Исходный текст
'''
Среди этих беллетристических произведений, питая их и питаясь ими, вырастали другие книги. Дза тома «Рядового читателя» показывают обширность знаний Вирджинии Вулф и прочность ее литературных привязанностей; советую тем, кто считает ее изысканной затворницей, почитать, что она пишет об охотнике на лисиц Джеке Миттоне. Как критику ей доступно было все — вернее, все восходящее к прошлому: с современниками у нее бывали и нелады. Кроме того, у нее есть биографии — и настоящие, и вымышленные. Нет нужды говорить, что «Орландо» — роман и что первая его половина написана превосходно. Описание Великой Стужи уже вошло в английскую литературу в качестве хрестоматийного отрывка, что бы там под словом «отрывок» ни разумели. После метаморфозы, изменяющей пол героя, дело обстоит менее удачно, автор, по-видимому, сомневается в собственной магической силе, и биография оканчивается умело, но без особого блеска: Вирджиния Вулф предоставила своей фантазии слишком большой простор и истощила ее. Зато «Флэш» удался ей до самого конца, он то, за что себя выдает: материал, метод, объем — все в полном соответствии. Этот несмышленый щенок весьма смышлен и с высоты ковра или кушетки позволяет нам взглянуть украдкой на высокопоэтических особ под неожиданным углом. В «Биографии Роджера Фрая» (пожалуй, не следовало бы переходить прямо от спаниеля к профессору, но Фрай не был бы на это в обиде, а спаниели, те и вовсе не обидчивы) проявилась еще одна ее способность — способность устраняться. Строя книгу, Вирджиния Вулф не позволяет себе навязывать Фраю свои взгляды или слишком усердствовать по части языка, она преисполнена уважения к предмету своего повествования, только иногда, как, например, при описании дивно упорядоченного беспорядка в студии Фрая, где натюрморты из яиц и яблок снабжены надписью «Прошу не трогать», она разрешает своей фантазии разыграться. Биографии стали слишком часто называть «подвигом бескорыстия», но «Роджер Фрай» и в самом деле подвиг бескорыстия: художник пишет с любовью о другом художнике, чтобы о нем помнили, чтобы его поняли.
'''
Выдержки из записей
'''
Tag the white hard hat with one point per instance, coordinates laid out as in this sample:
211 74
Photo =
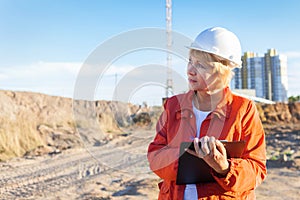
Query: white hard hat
221 42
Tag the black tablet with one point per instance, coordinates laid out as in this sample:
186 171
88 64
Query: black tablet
192 170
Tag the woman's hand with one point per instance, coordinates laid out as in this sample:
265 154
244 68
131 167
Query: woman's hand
213 152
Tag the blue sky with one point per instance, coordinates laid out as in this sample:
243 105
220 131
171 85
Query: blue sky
43 43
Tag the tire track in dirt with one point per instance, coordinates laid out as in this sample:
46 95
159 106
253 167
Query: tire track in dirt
72 169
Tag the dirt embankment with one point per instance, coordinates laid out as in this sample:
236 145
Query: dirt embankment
35 124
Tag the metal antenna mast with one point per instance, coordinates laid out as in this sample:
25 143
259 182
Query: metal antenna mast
169 87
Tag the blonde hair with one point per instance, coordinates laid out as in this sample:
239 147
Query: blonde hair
220 65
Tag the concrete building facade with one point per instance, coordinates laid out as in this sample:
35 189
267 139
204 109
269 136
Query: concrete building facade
267 75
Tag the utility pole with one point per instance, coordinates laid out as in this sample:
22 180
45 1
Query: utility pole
169 84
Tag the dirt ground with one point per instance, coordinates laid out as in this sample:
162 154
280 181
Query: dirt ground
119 170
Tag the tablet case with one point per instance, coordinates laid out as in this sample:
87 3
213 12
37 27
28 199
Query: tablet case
192 170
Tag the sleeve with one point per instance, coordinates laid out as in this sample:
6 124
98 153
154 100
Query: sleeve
163 158
248 172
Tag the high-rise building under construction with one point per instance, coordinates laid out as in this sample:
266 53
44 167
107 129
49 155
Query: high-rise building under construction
267 75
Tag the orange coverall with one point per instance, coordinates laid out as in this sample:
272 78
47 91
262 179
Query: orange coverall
234 119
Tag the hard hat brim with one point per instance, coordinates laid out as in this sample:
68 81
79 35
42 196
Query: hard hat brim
235 64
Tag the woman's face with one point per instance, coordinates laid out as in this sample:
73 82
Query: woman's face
203 77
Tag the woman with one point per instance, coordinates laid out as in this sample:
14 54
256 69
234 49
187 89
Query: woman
209 112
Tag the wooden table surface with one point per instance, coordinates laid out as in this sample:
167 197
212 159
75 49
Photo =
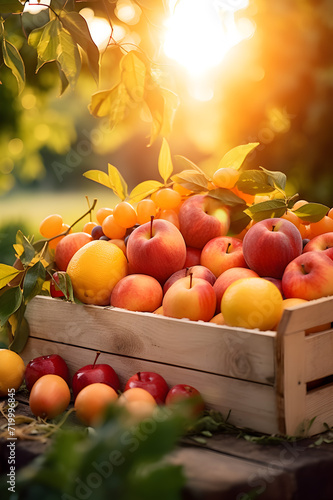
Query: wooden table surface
231 468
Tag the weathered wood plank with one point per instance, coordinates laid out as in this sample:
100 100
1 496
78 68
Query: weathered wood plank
253 405
233 352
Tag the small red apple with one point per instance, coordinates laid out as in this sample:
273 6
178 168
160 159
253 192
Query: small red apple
269 246
222 253
151 382
52 364
183 392
95 373
197 272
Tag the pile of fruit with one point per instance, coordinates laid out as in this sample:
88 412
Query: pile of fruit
93 388
229 248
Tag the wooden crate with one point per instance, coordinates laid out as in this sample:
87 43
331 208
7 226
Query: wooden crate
264 378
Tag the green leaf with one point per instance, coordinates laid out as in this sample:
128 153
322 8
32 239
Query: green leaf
98 176
13 60
33 281
266 210
10 301
28 250
11 6
20 330
311 212
78 28
186 164
165 166
226 196
191 179
276 179
254 182
117 182
144 189
7 273
133 74
236 156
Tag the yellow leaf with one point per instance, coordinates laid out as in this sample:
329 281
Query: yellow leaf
117 182
165 166
7 273
133 75
98 176
236 156
144 189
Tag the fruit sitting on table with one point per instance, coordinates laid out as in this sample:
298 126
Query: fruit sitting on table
44 365
92 401
152 382
49 396
11 371
95 373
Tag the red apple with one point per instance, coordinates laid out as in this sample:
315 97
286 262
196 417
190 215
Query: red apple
156 248
68 246
137 292
309 276
322 243
52 364
192 257
197 272
95 373
227 278
202 218
151 382
191 298
183 392
269 246
222 253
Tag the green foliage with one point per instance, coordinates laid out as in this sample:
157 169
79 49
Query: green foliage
117 460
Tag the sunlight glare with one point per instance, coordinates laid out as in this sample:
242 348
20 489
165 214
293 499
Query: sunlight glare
200 34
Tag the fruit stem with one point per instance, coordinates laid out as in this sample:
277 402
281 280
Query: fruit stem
151 225
96 358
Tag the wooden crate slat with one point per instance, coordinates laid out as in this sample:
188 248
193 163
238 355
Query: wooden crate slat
318 405
318 355
307 315
252 404
248 355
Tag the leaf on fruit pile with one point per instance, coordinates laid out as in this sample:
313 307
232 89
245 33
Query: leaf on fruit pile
165 166
191 179
78 28
117 182
65 285
28 252
254 182
33 281
13 60
311 212
186 164
10 301
7 273
276 179
236 156
238 220
266 209
143 190
226 196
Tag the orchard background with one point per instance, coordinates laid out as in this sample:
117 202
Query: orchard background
206 75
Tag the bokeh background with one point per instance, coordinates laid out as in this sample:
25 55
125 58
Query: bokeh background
261 71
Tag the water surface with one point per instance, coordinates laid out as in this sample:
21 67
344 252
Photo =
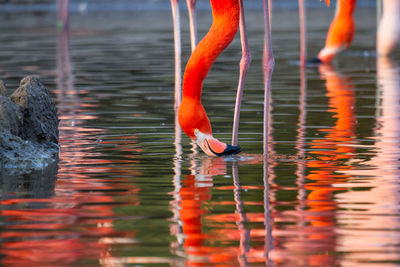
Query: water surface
130 191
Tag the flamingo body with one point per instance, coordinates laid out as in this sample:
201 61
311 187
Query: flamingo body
341 31
191 114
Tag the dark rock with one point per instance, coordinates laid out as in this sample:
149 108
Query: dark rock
11 117
28 131
3 90
40 123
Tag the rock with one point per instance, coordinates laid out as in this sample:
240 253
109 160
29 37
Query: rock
40 123
3 90
28 131
11 117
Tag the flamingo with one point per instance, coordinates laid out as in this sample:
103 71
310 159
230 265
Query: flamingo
341 31
228 16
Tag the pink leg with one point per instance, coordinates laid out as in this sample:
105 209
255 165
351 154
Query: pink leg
244 66
303 33
62 6
177 46
268 63
389 28
192 22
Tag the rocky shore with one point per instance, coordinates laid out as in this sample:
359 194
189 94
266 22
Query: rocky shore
28 130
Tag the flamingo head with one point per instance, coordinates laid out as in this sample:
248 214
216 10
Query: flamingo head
212 146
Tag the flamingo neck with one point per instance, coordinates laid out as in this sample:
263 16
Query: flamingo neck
345 8
223 29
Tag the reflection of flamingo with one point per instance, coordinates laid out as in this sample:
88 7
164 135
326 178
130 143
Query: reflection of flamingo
332 150
373 230
199 229
342 29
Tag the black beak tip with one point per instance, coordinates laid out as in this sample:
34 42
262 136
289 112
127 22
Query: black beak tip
230 150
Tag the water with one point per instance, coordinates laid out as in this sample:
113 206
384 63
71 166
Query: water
123 196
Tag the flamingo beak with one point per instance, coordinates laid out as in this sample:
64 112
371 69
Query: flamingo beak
212 147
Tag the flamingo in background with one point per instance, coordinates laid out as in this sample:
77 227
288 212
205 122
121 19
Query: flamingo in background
341 31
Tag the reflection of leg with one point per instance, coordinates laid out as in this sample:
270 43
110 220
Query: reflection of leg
243 230
303 33
244 66
389 27
177 46
62 6
268 66
192 22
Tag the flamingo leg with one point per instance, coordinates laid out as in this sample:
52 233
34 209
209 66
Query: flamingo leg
303 33
389 28
62 10
268 63
244 66
177 48
192 22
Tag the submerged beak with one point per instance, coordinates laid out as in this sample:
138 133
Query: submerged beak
212 147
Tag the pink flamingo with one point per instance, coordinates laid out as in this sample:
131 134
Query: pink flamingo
341 31
228 16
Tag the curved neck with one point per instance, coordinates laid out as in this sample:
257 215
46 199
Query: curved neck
222 31
345 8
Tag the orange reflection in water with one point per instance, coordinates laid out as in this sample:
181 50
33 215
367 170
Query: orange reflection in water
331 152
369 217
209 238
75 225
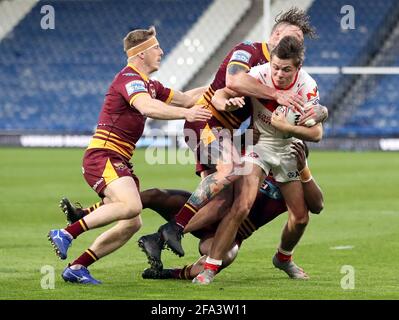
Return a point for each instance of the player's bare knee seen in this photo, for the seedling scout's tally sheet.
(132, 209)
(316, 207)
(148, 195)
(240, 212)
(301, 221)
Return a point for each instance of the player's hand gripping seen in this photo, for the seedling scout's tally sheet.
(290, 99)
(312, 115)
(280, 122)
(197, 113)
(234, 103)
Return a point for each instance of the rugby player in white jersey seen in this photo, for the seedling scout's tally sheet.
(272, 153)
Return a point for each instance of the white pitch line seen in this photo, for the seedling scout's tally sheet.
(342, 248)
'''
Письменное задание 1
Определите, согласуются ли с текстом о Вирджинии Вулф утверждения (а), (б) и (в). Для каждого ответьте «да» или «нет» и приведите дословно решающие слова текста.
(а) «Флэш» удался писательнице от начала и до конца.
(б) Вторая половина «Орландо» написана удачнее первой.
(в) В «Биографии Роджера Фрая» Вирджиния Вулф навязывает Фраю свои взгляды.
Письменное задание 2
Ответьте на вопросы по тексту о Вирджинии Вулф.
(а) О каком охотнике на лисиц пишет Вирджиния Вулф?
(б) Какое описание вошло в английскую литературу в качестве хрестоматийного отрывка?
(в) Какой надписью снабжены натюрморты из яиц и яблок в студии Фрая?
Письменное задание 3
Продолжите текст о Вирджинии Вулф, начав сразу после его последнего предложения.

Ответ 1
(а) Да: «Зато «Флэш» удался ей до самого конца».
(б) Нет: «первая его половина написана превосходно» и «После метаморфозы, изменяющей пол героя, дело обстоит менее удачно».
(в) Нет: «Вирджиния Вулф не позволяет себе навязывать Фраю свои взгляды».

Ответ 2
(а) О Джеке Миттоне.
(б) Описание Великой Стужи.
(в) «Прошу не трогать».

Ответ 3
Нельзя обойти молчанием и ее феминистские книги — «Собственную комнату», «Три гинеи», несколько небольших эссе. Кое-что из этого очень значительно. Конечно, судить о Вирджинии Вулф будут по ее романам, но остальные ее вещи тоже не следует забывать и потому, что это было бы несправедливо, и потому, что (как сказал Уильям Плумер) она в них подчас больше романист, чем в своих романах.
После этого краткого обзора мы можем перейти к ее проблемам. Как и большинство романистов, заслуживающих того, чтобы их читали, она отходит от вымышленных беллетристических норм. Она мечтает, изобретает, шутит, взывает, примечает все до мелочей, но не сочиняет интриги и не придумывает фабулы. А способна ли Вирджиния Вулф создавать характеры? Это та точка, в которую упираются все ее проблемы, та уязвимая точка, где она не защищена от нападок критики, в частности от нападок своего друга Хью Уолпола. Фабулой и интригой можно пренебречь ради какой-то иной целостности, но, когда пишешь о человеческих существах, невольно хочется, чтобы они казались живыми. Способна ли была Вирджиния Вулф вдохнуть жизнь в своих героев?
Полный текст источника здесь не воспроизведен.